Supplied data:

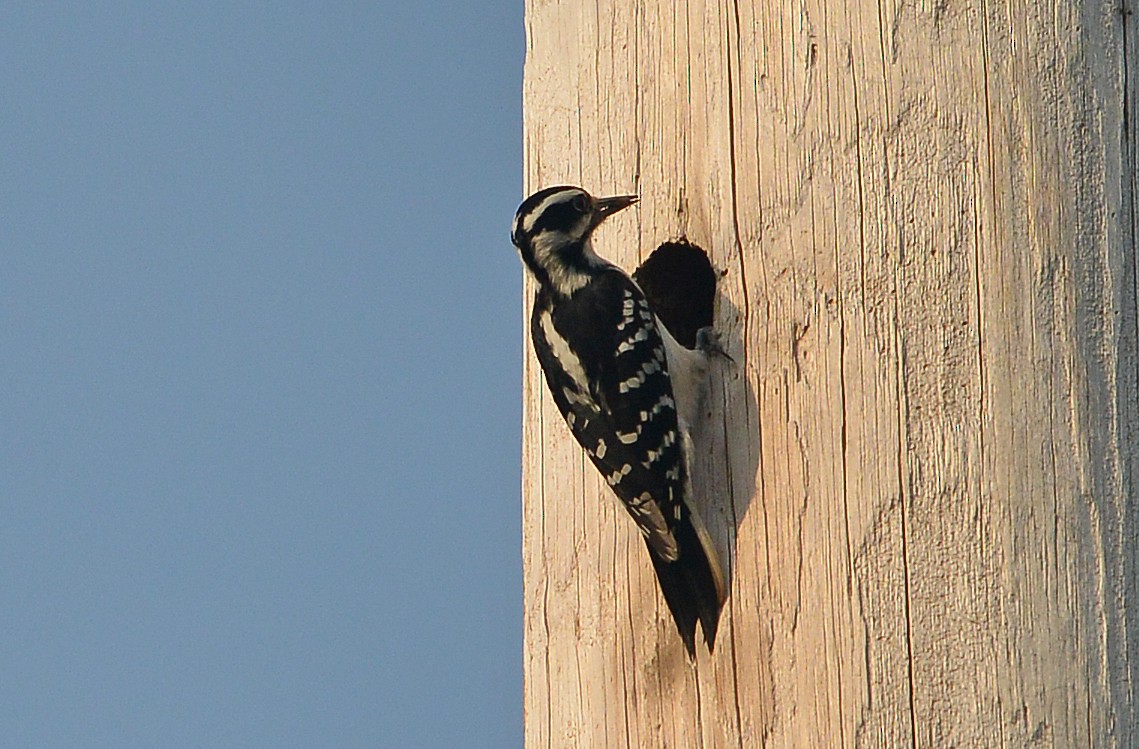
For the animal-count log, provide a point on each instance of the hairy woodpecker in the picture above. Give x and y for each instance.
(628, 391)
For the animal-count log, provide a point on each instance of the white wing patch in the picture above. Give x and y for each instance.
(568, 360)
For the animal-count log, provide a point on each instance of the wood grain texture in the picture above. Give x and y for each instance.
(923, 468)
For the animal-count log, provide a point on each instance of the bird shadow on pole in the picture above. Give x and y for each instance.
(680, 284)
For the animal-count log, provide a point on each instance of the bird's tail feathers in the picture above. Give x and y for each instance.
(694, 585)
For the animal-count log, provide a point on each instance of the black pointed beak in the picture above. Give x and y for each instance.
(608, 206)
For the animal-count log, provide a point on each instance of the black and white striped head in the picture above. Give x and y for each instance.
(551, 231)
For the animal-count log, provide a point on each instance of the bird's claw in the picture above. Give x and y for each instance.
(707, 340)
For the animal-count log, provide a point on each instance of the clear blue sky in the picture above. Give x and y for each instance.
(260, 354)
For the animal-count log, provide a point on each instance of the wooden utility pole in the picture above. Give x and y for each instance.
(924, 466)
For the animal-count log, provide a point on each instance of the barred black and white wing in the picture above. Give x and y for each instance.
(604, 357)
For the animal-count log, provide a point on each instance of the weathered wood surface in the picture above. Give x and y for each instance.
(924, 466)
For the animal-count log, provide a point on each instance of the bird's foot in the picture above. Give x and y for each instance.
(707, 340)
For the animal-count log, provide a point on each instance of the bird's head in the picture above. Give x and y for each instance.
(551, 231)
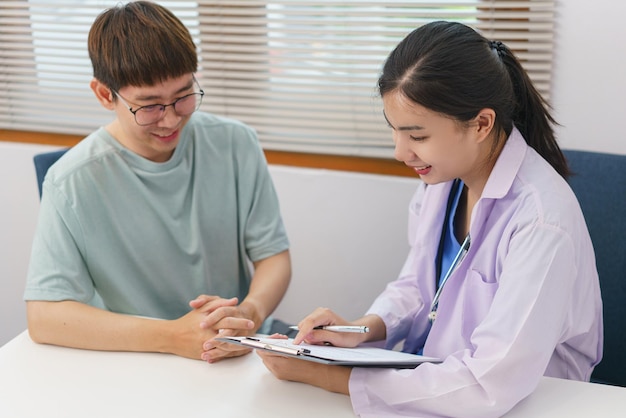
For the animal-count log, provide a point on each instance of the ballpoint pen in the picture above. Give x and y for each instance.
(340, 328)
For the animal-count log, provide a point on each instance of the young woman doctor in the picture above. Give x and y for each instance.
(500, 282)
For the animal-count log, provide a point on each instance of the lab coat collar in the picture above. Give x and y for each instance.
(507, 166)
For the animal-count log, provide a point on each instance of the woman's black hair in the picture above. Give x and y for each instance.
(451, 69)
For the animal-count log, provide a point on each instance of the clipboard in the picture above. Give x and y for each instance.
(339, 356)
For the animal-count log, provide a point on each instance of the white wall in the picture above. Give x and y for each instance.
(589, 90)
(347, 230)
(18, 214)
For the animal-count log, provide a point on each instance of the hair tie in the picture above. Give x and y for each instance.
(499, 47)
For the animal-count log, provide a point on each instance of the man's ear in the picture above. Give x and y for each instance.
(485, 121)
(103, 94)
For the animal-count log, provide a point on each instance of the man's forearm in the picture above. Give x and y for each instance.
(75, 324)
(269, 284)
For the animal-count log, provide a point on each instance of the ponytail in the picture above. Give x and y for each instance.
(451, 69)
(531, 114)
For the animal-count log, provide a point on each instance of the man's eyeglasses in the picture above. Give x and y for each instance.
(183, 106)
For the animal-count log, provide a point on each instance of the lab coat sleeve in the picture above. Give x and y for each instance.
(508, 351)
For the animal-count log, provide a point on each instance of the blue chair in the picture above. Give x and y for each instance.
(599, 182)
(43, 162)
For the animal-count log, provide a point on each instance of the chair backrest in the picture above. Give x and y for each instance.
(599, 182)
(43, 162)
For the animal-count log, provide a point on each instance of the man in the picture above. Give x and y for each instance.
(147, 227)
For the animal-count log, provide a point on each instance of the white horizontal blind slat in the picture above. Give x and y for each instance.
(302, 73)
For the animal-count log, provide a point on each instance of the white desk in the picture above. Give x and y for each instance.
(47, 381)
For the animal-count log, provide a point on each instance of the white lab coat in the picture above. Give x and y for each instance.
(524, 302)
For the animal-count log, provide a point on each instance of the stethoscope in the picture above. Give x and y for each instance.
(432, 315)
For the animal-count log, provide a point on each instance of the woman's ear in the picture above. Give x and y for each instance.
(103, 94)
(485, 121)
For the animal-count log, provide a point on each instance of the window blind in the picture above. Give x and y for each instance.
(302, 73)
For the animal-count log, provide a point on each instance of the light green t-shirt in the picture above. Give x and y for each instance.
(149, 237)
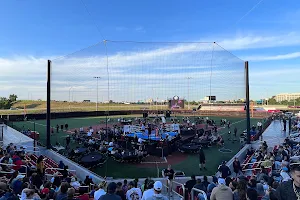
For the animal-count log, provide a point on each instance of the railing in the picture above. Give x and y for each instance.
(197, 190)
(258, 162)
(58, 169)
(175, 183)
(13, 165)
(35, 150)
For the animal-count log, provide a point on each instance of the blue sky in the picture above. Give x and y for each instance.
(33, 31)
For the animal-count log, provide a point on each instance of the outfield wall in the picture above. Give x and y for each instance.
(213, 111)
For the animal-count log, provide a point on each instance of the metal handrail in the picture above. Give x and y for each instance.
(258, 162)
(174, 191)
(13, 165)
(197, 190)
(253, 169)
(58, 169)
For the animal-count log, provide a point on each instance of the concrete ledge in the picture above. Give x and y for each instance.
(81, 172)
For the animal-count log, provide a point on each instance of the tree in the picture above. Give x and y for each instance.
(13, 97)
(5, 103)
(272, 101)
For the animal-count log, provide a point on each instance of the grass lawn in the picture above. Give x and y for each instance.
(117, 170)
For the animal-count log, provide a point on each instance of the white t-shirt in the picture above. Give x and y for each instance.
(140, 140)
(134, 194)
(75, 185)
(98, 194)
(148, 193)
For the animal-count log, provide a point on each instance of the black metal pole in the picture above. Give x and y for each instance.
(247, 102)
(34, 138)
(48, 104)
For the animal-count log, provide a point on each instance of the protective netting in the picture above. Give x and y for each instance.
(150, 76)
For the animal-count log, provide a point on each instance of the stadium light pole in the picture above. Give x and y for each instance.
(247, 102)
(97, 78)
(69, 97)
(188, 78)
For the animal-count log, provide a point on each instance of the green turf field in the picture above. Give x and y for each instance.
(118, 170)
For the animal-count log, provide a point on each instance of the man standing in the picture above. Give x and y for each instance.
(224, 170)
(290, 189)
(150, 192)
(169, 173)
(221, 191)
(110, 195)
(284, 124)
(235, 132)
(133, 192)
(157, 192)
(201, 159)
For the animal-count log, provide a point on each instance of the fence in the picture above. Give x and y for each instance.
(121, 75)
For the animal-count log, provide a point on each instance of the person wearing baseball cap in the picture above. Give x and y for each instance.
(157, 192)
(149, 192)
(133, 192)
(221, 192)
(110, 195)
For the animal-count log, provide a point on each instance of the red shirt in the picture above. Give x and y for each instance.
(84, 197)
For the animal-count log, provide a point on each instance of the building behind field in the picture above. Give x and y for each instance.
(287, 96)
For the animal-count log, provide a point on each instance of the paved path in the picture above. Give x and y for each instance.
(274, 134)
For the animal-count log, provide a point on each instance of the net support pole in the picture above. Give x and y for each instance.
(48, 142)
(247, 102)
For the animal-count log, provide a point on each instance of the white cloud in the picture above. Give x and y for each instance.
(142, 65)
(140, 29)
(273, 57)
(256, 41)
(120, 28)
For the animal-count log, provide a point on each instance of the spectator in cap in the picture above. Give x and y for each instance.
(224, 170)
(17, 185)
(71, 194)
(133, 193)
(211, 186)
(157, 192)
(290, 189)
(221, 192)
(252, 194)
(62, 195)
(100, 192)
(120, 192)
(74, 183)
(284, 174)
(190, 183)
(150, 192)
(240, 192)
(110, 195)
(82, 194)
(45, 193)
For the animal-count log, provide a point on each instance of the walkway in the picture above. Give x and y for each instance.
(273, 135)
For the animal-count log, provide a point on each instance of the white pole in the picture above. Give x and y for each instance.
(97, 97)
(188, 78)
(97, 77)
(69, 98)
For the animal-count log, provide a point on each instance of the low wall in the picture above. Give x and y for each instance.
(240, 155)
(81, 172)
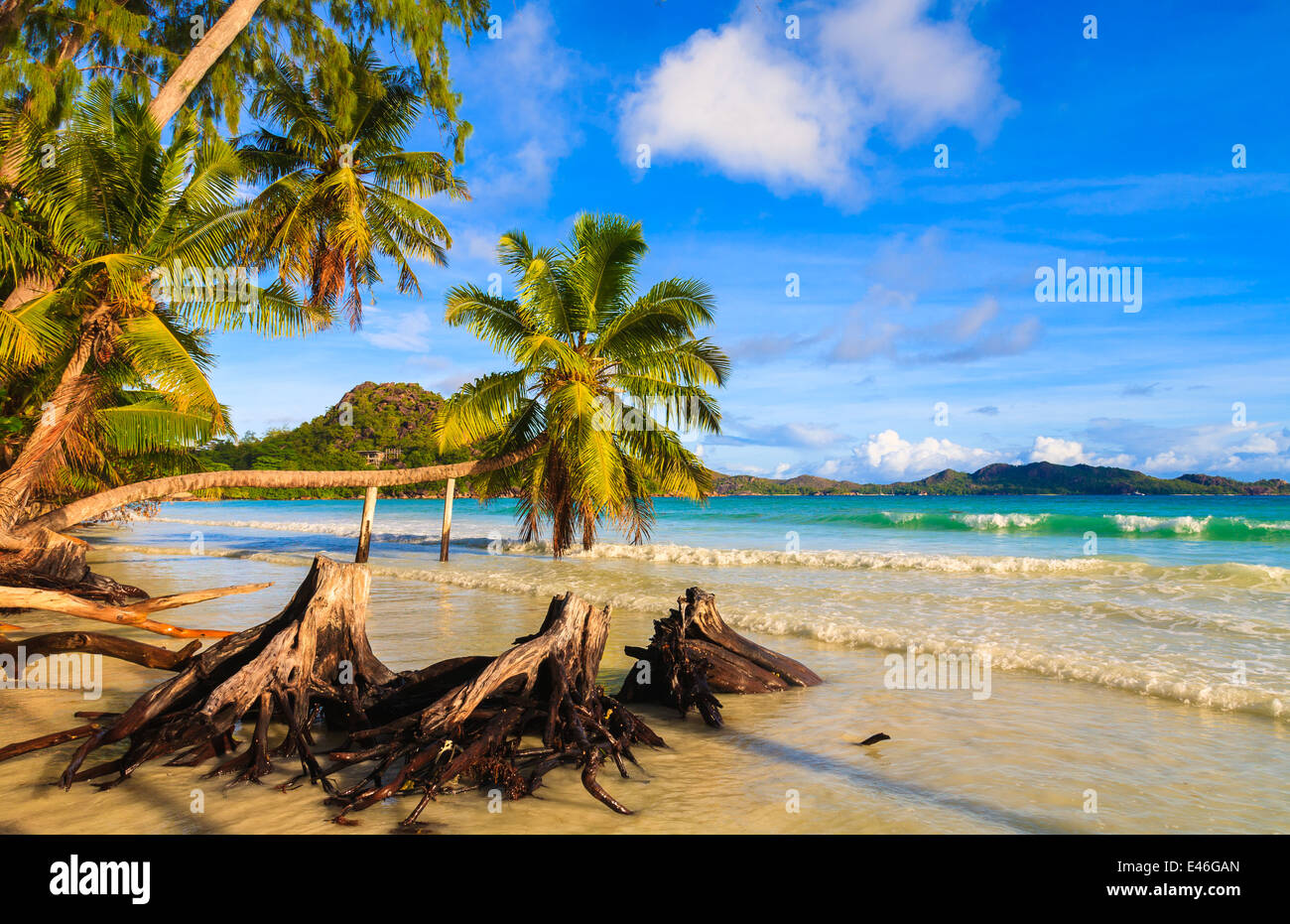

Task to complete: Identify every line in the items above that contains the word "blind", with case counting. Copy each such line in full.

Expected output:
For the animal-count log, provide a point on each instance of the white horizontal blind slat in the picture above. Give x and y for each instance.
For the animal-count log, provide a point on each instance of the window blind in the picture above. Give x and y for each instance.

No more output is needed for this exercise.